--- RECORD SET ---

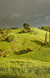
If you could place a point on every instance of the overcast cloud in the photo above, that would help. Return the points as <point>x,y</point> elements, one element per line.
<point>14,13</point>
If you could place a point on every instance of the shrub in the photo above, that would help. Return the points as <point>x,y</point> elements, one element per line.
<point>10,38</point>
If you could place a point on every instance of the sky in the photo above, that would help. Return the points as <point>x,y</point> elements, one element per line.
<point>14,13</point>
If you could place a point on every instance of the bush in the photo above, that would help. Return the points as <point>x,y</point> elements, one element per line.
<point>10,38</point>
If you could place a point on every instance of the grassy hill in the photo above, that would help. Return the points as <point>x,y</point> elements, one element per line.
<point>20,64</point>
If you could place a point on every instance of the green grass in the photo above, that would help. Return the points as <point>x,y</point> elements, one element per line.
<point>24,69</point>
<point>38,60</point>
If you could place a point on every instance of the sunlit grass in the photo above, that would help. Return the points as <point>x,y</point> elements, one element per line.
<point>32,64</point>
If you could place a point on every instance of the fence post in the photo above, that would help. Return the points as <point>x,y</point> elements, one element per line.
<point>49,38</point>
<point>46,38</point>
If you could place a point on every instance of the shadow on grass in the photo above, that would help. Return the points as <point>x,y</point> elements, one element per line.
<point>22,52</point>
<point>38,42</point>
<point>8,76</point>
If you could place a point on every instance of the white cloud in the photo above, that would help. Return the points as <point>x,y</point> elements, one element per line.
<point>47,18</point>
<point>16,15</point>
<point>38,20</point>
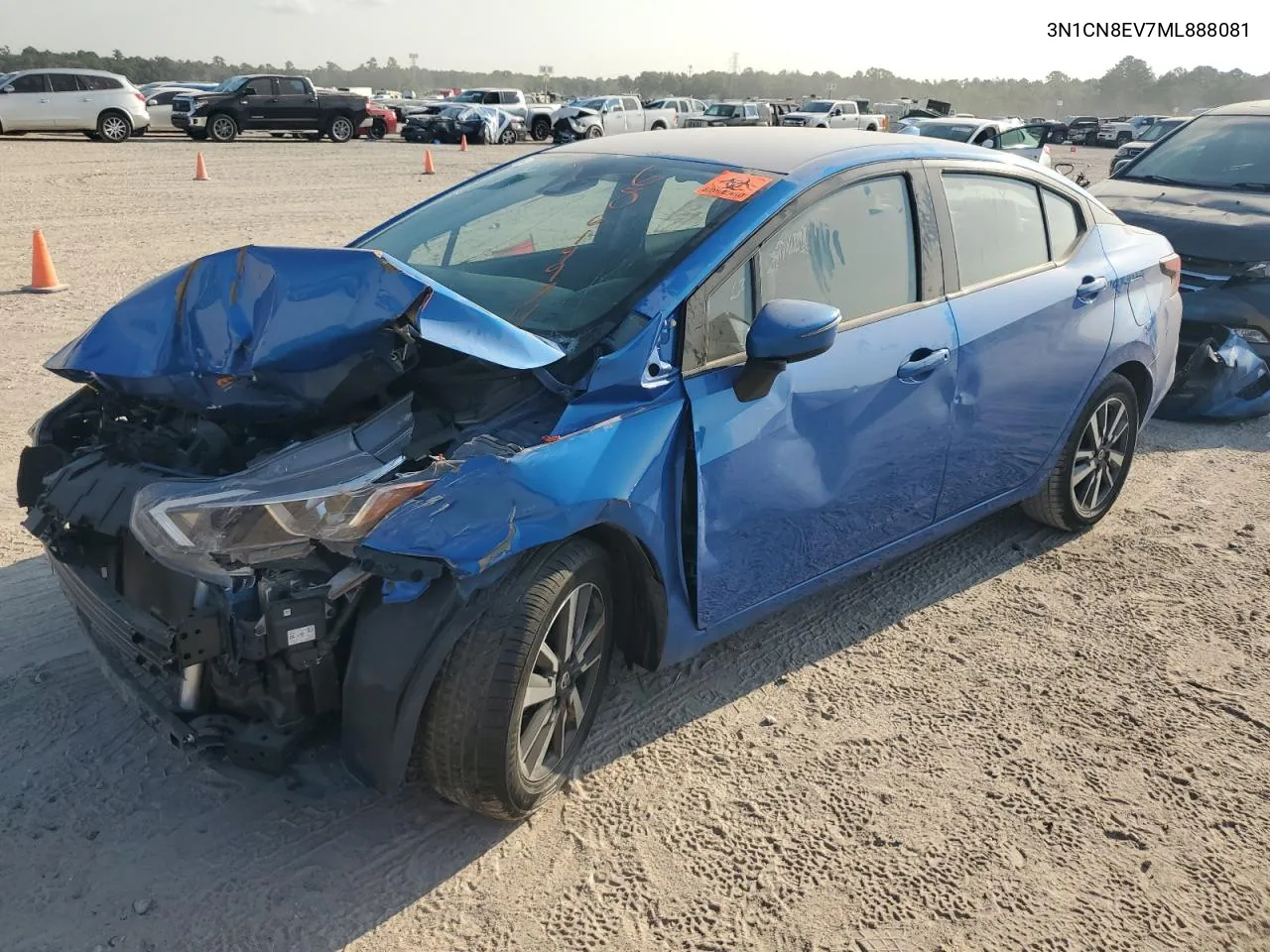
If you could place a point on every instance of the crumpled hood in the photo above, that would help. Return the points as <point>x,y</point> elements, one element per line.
<point>1227,226</point>
<point>284,329</point>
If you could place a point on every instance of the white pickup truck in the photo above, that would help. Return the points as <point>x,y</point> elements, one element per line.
<point>835,114</point>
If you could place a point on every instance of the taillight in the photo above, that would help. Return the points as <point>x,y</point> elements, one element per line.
<point>1173,270</point>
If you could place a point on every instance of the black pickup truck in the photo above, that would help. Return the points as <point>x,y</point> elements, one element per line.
<point>271,104</point>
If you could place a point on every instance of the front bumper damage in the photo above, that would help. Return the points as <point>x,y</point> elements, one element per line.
<point>257,388</point>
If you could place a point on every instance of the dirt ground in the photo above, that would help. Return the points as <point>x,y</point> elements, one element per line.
<point>1014,739</point>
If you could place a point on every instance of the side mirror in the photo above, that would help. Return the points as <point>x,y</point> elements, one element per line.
<point>784,331</point>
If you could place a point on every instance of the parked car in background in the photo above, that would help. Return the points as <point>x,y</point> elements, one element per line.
<point>1206,186</point>
<point>372,509</point>
<point>479,125</point>
<point>1082,130</point>
<point>159,105</point>
<point>610,116</point>
<point>731,113</point>
<point>270,103</point>
<point>103,105</point>
<point>683,107</point>
<point>835,114</point>
<point>538,117</point>
<point>1153,134</point>
<point>1116,132</point>
<point>1024,141</point>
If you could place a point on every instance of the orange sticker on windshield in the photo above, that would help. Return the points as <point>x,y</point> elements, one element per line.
<point>733,185</point>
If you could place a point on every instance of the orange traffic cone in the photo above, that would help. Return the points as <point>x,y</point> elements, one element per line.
<point>44,278</point>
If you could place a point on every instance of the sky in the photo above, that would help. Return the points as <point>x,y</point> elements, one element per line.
<point>917,40</point>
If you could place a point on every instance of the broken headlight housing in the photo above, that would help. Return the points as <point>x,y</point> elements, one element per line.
<point>222,534</point>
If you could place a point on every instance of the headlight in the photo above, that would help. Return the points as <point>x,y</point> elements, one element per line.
<point>241,526</point>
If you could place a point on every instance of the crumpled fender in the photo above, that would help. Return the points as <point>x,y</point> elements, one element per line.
<point>495,507</point>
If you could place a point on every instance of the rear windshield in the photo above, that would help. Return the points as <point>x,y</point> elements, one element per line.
<point>956,132</point>
<point>561,244</point>
<point>1213,151</point>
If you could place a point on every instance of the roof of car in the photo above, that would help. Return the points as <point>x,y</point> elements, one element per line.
<point>1256,107</point>
<point>769,149</point>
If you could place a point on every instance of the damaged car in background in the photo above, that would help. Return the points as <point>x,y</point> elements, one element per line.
<point>1206,186</point>
<point>597,400</point>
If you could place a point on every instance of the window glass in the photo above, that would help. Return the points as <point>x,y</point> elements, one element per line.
<point>729,312</point>
<point>1065,227</point>
<point>31,82</point>
<point>853,249</point>
<point>997,226</point>
<point>1021,137</point>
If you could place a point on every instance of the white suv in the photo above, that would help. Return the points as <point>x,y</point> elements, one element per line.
<point>99,104</point>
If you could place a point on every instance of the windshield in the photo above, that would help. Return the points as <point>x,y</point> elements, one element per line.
<point>1157,130</point>
<point>1211,151</point>
<point>231,84</point>
<point>956,132</point>
<point>562,244</point>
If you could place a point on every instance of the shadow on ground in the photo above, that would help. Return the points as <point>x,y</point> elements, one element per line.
<point>100,814</point>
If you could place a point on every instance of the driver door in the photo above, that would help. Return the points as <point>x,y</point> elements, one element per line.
<point>846,452</point>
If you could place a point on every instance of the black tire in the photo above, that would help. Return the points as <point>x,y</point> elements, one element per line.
<point>1064,500</point>
<point>221,127</point>
<point>113,127</point>
<point>340,128</point>
<point>472,726</point>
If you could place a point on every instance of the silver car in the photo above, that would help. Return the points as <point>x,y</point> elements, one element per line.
<point>102,105</point>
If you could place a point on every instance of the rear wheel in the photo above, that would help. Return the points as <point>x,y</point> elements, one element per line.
<point>1091,471</point>
<point>340,128</point>
<point>515,701</point>
<point>113,127</point>
<point>221,128</point>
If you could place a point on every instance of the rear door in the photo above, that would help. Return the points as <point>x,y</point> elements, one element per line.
<point>30,105</point>
<point>1034,307</point>
<point>258,103</point>
<point>846,452</point>
<point>295,105</point>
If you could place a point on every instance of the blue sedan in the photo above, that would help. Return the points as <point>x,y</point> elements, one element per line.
<point>626,395</point>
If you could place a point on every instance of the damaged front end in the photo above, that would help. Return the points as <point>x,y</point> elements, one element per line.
<point>244,424</point>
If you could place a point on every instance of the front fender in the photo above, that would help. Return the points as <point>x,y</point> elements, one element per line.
<point>497,507</point>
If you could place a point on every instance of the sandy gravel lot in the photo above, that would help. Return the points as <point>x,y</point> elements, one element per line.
<point>1012,739</point>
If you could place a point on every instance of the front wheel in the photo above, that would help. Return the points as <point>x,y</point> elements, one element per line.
<point>1095,462</point>
<point>340,128</point>
<point>221,128</point>
<point>515,701</point>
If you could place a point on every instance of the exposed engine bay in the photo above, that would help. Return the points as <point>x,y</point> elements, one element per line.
<point>214,549</point>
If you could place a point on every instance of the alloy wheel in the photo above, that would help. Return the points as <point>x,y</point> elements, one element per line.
<point>1100,456</point>
<point>114,128</point>
<point>562,683</point>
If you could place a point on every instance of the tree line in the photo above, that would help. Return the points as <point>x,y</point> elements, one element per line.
<point>1129,86</point>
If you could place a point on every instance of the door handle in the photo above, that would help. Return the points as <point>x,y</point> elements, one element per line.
<point>922,363</point>
<point>1089,287</point>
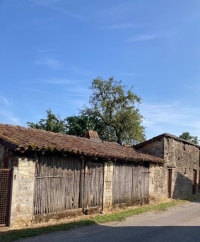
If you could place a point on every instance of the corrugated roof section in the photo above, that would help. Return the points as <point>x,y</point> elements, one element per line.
<point>22,139</point>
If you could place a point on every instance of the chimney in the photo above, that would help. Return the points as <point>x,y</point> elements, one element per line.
<point>92,135</point>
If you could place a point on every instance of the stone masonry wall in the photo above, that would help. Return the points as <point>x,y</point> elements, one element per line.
<point>182,158</point>
<point>156,174</point>
<point>108,175</point>
<point>22,193</point>
<point>155,148</point>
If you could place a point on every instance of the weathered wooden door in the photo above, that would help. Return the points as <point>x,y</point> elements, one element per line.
<point>144,181</point>
<point>130,183</point>
<point>93,186</point>
<point>169,183</point>
<point>57,184</point>
<point>194,182</point>
<point>5,182</point>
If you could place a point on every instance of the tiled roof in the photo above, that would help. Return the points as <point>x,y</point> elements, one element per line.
<point>22,139</point>
<point>167,136</point>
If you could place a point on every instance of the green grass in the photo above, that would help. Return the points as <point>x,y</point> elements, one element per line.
<point>12,235</point>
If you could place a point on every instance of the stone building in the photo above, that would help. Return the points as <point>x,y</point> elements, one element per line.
<point>45,175</point>
<point>180,174</point>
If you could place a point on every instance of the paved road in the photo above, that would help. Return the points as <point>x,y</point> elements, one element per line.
<point>177,224</point>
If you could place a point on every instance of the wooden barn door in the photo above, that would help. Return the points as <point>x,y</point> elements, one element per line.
<point>5,182</point>
<point>130,183</point>
<point>194,182</point>
<point>93,186</point>
<point>144,181</point>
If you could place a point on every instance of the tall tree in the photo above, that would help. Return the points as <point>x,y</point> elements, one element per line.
<point>190,138</point>
<point>115,105</point>
<point>52,123</point>
<point>79,125</point>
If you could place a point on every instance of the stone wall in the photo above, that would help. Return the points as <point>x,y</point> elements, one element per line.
<point>181,157</point>
<point>155,148</point>
<point>22,193</point>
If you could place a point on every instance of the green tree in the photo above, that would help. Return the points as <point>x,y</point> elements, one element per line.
<point>52,123</point>
<point>190,138</point>
<point>79,125</point>
<point>115,106</point>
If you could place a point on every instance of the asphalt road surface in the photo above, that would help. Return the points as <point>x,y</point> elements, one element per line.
<point>177,224</point>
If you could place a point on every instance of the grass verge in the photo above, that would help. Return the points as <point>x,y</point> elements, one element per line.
<point>12,235</point>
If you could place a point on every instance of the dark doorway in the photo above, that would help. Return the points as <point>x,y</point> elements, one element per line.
<point>5,178</point>
<point>169,181</point>
<point>93,186</point>
<point>194,182</point>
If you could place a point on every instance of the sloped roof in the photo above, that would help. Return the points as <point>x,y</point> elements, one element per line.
<point>22,139</point>
<point>167,136</point>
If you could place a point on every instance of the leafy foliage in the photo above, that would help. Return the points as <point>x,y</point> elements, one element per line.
<point>114,106</point>
<point>73,125</point>
<point>190,138</point>
<point>79,125</point>
<point>112,114</point>
<point>52,123</point>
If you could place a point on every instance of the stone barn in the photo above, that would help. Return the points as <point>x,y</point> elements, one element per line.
<point>179,177</point>
<point>45,175</point>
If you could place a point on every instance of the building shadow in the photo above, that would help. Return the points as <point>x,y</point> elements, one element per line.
<point>185,188</point>
<point>106,233</point>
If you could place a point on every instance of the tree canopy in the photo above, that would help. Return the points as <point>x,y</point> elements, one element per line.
<point>112,113</point>
<point>73,125</point>
<point>190,138</point>
<point>52,123</point>
<point>115,106</point>
<point>79,125</point>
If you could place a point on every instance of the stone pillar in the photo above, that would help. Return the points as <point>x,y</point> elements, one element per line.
<point>22,193</point>
<point>108,177</point>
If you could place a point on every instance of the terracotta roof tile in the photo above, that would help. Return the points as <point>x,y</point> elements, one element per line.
<point>21,138</point>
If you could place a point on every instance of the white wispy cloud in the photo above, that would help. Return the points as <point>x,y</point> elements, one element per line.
<point>128,74</point>
<point>78,71</point>
<point>123,26</point>
<point>51,63</point>
<point>5,100</point>
<point>144,37</point>
<point>9,117</point>
<point>53,81</point>
<point>173,118</point>
<point>53,7</point>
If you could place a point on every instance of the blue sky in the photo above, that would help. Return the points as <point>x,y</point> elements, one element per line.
<point>51,50</point>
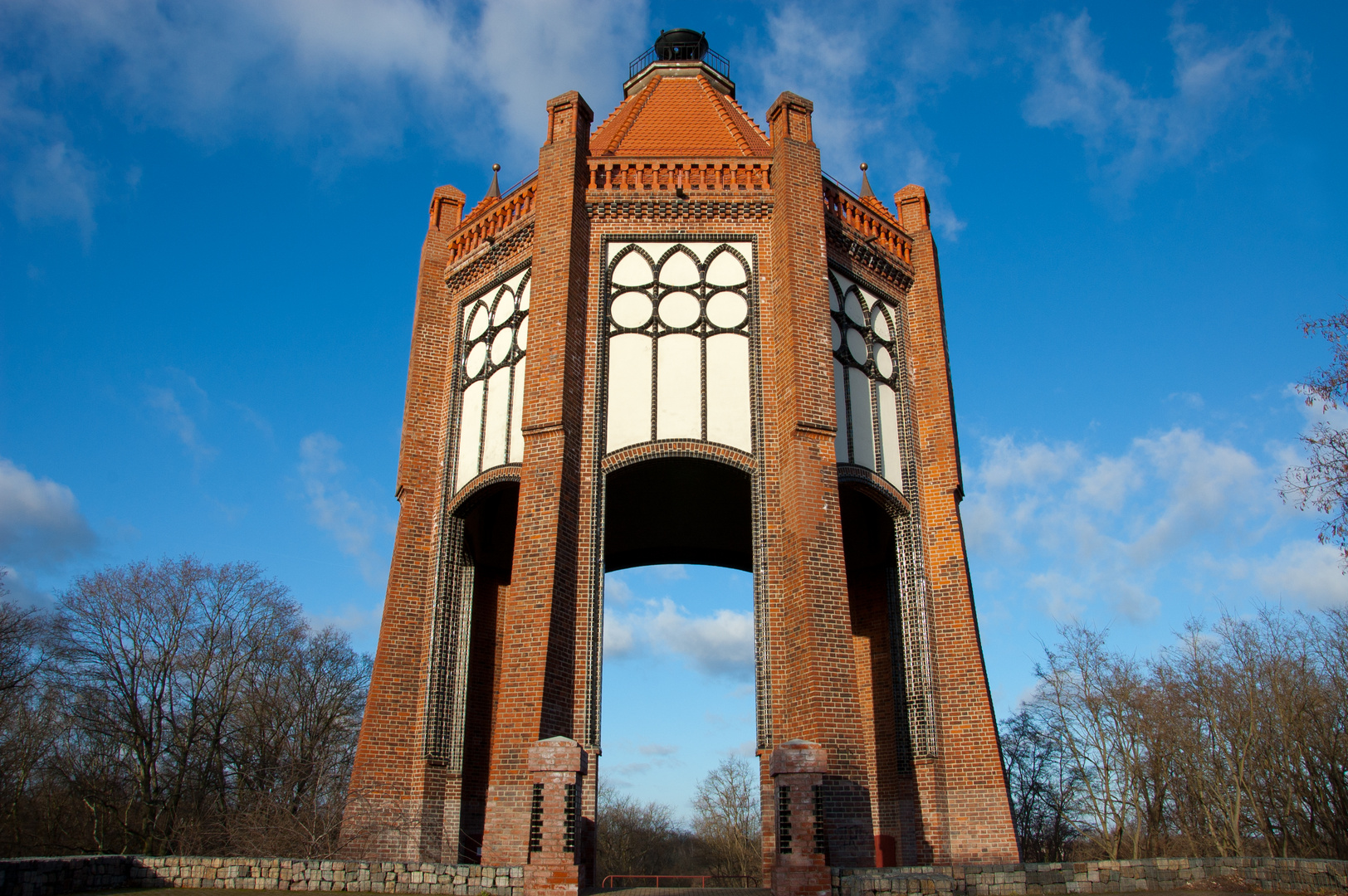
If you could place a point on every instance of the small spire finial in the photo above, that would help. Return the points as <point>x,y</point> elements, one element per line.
<point>867,193</point>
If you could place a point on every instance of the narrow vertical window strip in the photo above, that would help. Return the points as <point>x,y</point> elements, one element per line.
<point>569,835</point>
<point>535,821</point>
<point>821,841</point>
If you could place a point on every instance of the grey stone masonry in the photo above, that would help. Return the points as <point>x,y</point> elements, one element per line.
<point>1123,876</point>
<point>76,874</point>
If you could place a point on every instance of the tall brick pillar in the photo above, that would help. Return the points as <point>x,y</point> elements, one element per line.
<point>557,766</point>
<point>538,609</point>
<point>813,667</point>
<point>801,864</point>
<point>963,790</point>
<point>398,796</point>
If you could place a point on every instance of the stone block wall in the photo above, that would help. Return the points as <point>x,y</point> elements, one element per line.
<point>77,874</point>
<point>1123,876</point>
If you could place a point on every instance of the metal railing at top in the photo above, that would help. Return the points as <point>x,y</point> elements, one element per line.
<point>747,881</point>
<point>715,61</point>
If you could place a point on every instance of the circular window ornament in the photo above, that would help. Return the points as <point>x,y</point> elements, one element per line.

---

WORK REQUIRED> Repeat only the lines starting at the one that contains "of the grey" and ending at the last line above, exactly as written.

RESULT>
If you could place a point on every instance of the grey stone masonry in the photo above, that would help. Return the points as <point>x,y</point> elements, one element per line.
<point>1123,876</point>
<point>76,874</point>
If you could place a point on every instance of the tall brick pillar in the photo above, that would help. Return the points as <point>x,y</point> elements, one element per line.
<point>557,766</point>
<point>538,609</point>
<point>813,667</point>
<point>801,864</point>
<point>963,790</point>
<point>398,796</point>
If you could place a point on every instance of the stone block wall in the photo above, that would help. Return the points as <point>x,y</point> elements, one element per line.
<point>77,874</point>
<point>1123,876</point>
If you could place a point on every instance of the metal railing at top in the photo above, that would help. Return the points as <point>x,y</point> elements, one element per line.
<point>747,881</point>
<point>715,61</point>
If you could place a point on every instance of the circular window ornament in the photo above, that would help. Return the points as <point>x,y</point> elements, one element per line.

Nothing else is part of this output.